Task details -> Update the rows starting at the line that contains "the puppy's eye" and stopping after the line that contains "xmin=134 ymin=33 xmax=392 ymax=256". Change every "puppy's" to "dog's" and leave everything else as it is.

Data section ->
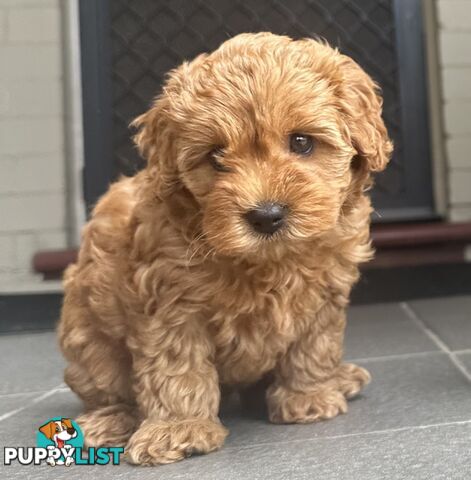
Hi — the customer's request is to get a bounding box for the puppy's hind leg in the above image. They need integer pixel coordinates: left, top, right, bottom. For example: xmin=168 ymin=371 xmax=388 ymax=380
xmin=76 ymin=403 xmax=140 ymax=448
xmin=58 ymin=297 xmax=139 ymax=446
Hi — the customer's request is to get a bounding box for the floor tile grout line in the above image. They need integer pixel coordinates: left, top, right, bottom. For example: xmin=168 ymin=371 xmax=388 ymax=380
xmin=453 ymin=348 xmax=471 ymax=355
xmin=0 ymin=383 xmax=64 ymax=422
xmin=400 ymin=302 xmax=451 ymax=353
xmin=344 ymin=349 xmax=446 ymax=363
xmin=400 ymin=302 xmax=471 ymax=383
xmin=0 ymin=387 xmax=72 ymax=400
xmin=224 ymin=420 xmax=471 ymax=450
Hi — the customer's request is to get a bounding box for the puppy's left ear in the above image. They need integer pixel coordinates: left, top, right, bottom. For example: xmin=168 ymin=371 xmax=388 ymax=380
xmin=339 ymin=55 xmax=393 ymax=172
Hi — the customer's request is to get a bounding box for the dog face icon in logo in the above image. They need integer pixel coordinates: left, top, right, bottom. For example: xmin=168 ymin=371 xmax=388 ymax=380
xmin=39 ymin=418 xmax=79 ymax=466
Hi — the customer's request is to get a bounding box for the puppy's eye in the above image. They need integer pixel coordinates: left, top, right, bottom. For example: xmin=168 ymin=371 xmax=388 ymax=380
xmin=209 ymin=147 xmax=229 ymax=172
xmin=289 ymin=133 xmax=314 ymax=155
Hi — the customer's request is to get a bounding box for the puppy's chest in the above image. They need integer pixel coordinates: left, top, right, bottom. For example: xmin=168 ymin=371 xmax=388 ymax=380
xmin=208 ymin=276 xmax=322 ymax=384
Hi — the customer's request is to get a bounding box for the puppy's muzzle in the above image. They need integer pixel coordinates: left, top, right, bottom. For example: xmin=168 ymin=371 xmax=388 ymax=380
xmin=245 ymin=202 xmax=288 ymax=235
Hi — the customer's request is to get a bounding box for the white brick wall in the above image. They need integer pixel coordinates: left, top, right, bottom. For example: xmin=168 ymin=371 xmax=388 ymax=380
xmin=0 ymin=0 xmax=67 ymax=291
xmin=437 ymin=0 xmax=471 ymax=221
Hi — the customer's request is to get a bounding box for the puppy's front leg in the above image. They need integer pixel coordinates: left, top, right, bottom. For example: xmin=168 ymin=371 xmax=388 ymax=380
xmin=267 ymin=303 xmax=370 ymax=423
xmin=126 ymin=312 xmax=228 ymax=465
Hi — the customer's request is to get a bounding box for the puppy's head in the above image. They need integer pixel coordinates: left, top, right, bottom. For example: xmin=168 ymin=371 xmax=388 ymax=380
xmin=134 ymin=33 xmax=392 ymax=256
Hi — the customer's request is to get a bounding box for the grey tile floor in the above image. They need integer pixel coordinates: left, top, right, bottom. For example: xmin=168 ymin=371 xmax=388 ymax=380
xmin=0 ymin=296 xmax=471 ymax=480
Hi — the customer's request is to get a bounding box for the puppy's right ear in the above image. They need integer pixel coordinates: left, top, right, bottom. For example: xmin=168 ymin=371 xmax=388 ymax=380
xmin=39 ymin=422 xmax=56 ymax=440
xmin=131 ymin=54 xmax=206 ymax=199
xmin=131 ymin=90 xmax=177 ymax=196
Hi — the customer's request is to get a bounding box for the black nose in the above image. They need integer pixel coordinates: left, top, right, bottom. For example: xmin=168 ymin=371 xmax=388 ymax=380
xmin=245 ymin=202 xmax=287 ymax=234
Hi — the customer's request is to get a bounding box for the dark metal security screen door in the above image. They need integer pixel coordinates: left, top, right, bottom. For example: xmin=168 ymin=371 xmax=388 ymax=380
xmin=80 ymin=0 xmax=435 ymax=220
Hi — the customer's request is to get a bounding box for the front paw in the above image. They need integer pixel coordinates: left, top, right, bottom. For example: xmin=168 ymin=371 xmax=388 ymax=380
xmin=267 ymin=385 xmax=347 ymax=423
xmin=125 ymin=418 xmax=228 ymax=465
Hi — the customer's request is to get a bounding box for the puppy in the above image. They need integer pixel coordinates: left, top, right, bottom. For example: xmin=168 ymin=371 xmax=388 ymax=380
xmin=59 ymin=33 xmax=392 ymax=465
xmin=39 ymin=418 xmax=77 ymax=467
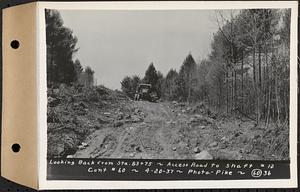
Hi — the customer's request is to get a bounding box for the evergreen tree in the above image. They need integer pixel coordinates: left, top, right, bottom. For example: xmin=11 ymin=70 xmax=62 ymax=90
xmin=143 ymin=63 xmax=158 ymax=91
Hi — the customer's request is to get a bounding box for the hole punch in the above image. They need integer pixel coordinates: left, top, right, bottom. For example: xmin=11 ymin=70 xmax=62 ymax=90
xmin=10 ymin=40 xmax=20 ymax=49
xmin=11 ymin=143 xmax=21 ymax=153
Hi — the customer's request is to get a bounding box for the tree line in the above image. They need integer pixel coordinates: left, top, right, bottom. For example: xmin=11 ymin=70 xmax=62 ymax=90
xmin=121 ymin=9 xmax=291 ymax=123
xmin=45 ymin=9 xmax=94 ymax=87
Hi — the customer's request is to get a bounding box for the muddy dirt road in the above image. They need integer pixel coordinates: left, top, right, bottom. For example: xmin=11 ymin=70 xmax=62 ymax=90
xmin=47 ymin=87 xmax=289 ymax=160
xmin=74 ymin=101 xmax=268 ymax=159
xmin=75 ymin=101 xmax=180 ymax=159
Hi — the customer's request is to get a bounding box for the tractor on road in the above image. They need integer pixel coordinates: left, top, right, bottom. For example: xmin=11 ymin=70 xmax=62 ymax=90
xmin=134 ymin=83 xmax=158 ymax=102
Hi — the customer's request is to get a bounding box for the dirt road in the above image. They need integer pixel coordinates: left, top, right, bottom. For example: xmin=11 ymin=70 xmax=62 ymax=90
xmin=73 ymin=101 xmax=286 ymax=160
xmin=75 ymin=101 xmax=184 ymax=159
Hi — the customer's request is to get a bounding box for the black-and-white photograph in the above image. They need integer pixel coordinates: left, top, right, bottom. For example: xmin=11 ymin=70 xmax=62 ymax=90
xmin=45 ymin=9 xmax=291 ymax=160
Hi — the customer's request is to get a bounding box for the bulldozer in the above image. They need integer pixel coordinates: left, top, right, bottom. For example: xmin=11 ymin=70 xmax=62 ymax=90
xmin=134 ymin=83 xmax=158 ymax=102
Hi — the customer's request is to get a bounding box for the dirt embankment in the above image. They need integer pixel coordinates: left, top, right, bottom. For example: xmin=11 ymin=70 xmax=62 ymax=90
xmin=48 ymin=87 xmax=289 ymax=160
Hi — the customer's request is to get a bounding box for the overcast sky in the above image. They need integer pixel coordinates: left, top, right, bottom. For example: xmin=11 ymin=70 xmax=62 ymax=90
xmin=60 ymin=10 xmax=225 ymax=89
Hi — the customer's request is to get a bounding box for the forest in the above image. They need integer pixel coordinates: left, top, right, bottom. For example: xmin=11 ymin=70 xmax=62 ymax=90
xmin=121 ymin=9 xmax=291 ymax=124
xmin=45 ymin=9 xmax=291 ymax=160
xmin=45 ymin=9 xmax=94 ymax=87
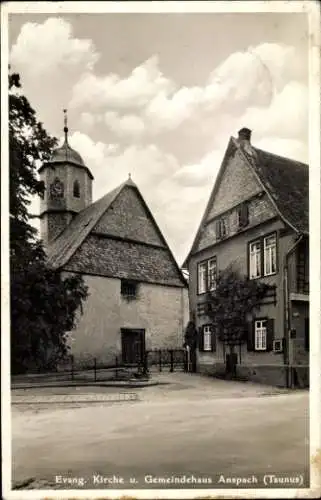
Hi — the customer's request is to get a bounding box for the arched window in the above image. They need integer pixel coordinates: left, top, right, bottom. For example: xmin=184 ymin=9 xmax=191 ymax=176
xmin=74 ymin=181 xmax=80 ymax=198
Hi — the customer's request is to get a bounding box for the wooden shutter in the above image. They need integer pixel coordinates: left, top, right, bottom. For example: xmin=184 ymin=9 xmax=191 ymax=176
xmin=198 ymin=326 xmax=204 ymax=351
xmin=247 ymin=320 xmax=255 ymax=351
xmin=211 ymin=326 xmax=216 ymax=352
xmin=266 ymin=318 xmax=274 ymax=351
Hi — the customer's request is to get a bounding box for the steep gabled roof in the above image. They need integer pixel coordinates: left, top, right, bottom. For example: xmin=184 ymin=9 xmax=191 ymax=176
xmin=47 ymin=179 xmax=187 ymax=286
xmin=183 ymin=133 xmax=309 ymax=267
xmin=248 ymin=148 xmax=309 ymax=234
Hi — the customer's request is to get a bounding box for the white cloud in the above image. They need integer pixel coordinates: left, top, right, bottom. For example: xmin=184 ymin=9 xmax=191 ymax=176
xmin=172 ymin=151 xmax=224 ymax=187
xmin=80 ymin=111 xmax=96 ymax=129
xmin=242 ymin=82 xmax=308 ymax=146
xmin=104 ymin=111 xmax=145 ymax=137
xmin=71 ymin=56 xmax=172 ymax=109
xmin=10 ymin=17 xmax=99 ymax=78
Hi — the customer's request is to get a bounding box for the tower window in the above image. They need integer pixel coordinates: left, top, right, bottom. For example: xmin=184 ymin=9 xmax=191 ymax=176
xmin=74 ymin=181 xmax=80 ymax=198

Problem solution ->
Hi — the customer's request is to get a bounding box for the dog's eye in the above image. They need integer pixel coordinates: left, top, right, bottom. For example: xmin=168 ymin=371 xmax=388 ymax=380
xmin=209 ymin=147 xmax=229 ymax=172
xmin=289 ymin=133 xmax=314 ymax=155
Hi — the customer's request is to get a bounding box for the dog's chest in the above image. They need integer pixel coordinates: left, top, right, bottom. For example: xmin=168 ymin=371 xmax=388 ymax=380
xmin=208 ymin=276 xmax=322 ymax=384
Hi — the customer's request is to get a bounding box for the dog's muzzle in the above image. They need integer pixel coordinates: left, top, right, bottom. For example: xmin=168 ymin=371 xmax=388 ymax=380
xmin=245 ymin=202 xmax=288 ymax=235
Hi — the customer's request is to get a bounding box for the white brick wall in the above image. They need integer pixel coordinates: left, top, right, bottom. For example: xmin=168 ymin=371 xmax=388 ymax=380
xmin=0 ymin=0 xmax=67 ymax=291
xmin=437 ymin=0 xmax=471 ymax=221
Hi — the customer's request is to get a bounding box for the dog's front leg in the above image. They need integer pixel coordinates: left, top, right, bottom. For example: xmin=168 ymin=371 xmax=388 ymax=380
xmin=267 ymin=303 xmax=370 ymax=423
xmin=126 ymin=312 xmax=228 ymax=465
Hi — the customer's request is to get a bounding box for the dog's head in the above image. They need integer pixel coordinates: left, top, right, bottom. For example: xmin=168 ymin=371 xmax=388 ymax=380
xmin=134 ymin=33 xmax=392 ymax=256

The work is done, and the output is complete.